Polecenie: Przepisz bez zmian fragment wątku z forum o wibracjach kosy Stihl fs260, od słów „Awatar użytkownika” aż do słów „coś nie tak.” włącznie.
═════ Dostarczony tekst
Pytanie do posiadaczy fs260

Wszystko związane z kosami i podkaszarkami , planujesz zakup, szukasz pomocy technicznej

Moderator: Moderatorzy

Krzysztof K
Użytkownik
Posty: 25
Rejestracja: 09 cze 2020, 15:36
Imię: Krzysztof

Pytanie do posiadaczy fs260

Post autor: Krzysztof K » 11 sie 2020, 19:07

Witam,
Mam pytanie do posiadaczy kosy Stihl fs260 odnośnie wibracji. Zakupiłem około dwa miesiące temu tą kosę i muszę powiedzieć że przez pierwsze 30 minut koszenia była bajka (praktycznie zero wibracji). "Jaja" zaczęły się przy drugim odpaleniu gdyż kosa zaczęła wibrować i wpadać w dziwny rezonans (nie aż tak że chciało ręce urwać) i nie wiem czy tak ma byc. Uprzedzę że głowica sprawdzona, nawinięcie żyłki również itp (wibracje cały czas występują). Wibracje są na tyle silne że mrowią mnie ręce podczas koszenia. Kosę oddałem na gwarancje gdzie wymieniono sprzęgło wraz z chyba koszem sprzęgłowym bo podobno było nierówno wytarte ale kosy nie odebrałem bo podczas próbnego odpalenia kosa dalej wibruje. A teraz tak długo wyczekiwane pytanie.. czy w waszych fs260 też występują takie wibracje? Bo już nie wiem czy tak ma to zostać. Chociaż przyznam że jeśli tak ma być w kosie za 2700zl to jestem wielce rozczarowany :/

Awatar użytkownika
Szymoon
Stały bywalec
Posty: 360
Rejestracja: 08 maja 2019, 19:05
Imię: Szymon

Re: Pytanie do posiadaczy fs260

Post autor: Szymoon » 11 sie 2020, 21:39

Wibracje lekkie zawsze są wyczuwalne, ale one są naprawdę minimalne. Z twoją kosą jest coś nie tak.
══════════
═════ Podane informacje
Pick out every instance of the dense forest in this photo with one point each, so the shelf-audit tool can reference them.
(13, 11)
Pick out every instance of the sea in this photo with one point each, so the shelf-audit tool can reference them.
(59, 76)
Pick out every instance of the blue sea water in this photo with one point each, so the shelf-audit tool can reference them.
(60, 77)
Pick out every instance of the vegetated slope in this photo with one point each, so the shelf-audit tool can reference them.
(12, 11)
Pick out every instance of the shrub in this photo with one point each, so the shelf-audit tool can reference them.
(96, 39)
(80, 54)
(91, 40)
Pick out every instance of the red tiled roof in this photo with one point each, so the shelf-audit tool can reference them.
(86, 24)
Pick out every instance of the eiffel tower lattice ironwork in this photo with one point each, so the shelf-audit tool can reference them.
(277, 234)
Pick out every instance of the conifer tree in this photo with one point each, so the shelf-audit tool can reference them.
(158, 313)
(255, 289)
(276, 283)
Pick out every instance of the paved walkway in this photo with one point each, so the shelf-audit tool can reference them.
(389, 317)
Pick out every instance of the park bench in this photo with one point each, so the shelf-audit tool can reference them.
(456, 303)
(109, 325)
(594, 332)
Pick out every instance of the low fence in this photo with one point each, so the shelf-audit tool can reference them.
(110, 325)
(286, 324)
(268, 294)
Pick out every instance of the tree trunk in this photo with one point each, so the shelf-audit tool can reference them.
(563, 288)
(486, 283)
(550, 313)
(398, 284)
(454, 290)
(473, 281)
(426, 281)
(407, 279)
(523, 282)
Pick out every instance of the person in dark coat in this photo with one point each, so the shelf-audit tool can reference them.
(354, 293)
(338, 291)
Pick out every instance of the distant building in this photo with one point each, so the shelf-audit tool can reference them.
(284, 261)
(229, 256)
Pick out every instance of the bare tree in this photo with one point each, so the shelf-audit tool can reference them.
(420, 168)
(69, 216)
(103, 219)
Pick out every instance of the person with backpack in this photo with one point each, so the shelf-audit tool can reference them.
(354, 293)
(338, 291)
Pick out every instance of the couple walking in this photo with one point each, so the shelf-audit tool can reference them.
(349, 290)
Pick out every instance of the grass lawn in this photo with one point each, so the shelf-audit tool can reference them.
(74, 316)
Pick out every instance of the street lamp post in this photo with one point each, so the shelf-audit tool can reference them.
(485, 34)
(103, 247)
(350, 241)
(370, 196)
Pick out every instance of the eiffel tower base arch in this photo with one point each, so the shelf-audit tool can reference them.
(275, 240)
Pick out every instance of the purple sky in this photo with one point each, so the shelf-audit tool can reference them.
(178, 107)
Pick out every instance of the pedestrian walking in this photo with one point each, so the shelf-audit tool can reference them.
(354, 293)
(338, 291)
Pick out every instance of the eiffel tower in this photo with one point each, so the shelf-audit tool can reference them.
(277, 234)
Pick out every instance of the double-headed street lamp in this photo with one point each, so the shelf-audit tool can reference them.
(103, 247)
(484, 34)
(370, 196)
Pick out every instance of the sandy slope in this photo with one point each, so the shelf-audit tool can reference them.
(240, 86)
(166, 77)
══════════
Rozwiązanie zadania:
Awatar użytkownika
Szymoon
Stały bywalec
Posty: 360
Rejestracja: 08 maja 2019, 19:05
Imię: Szymon

Re: Pytanie do posiadaczy fs260

Post autor: Szymoon » 11 sie 2020, 21:39

Wibracje lekkie zawsze są wyczuwalne, ale one są naprawdę minimalne. Z twoją kosą jest coś nie tak.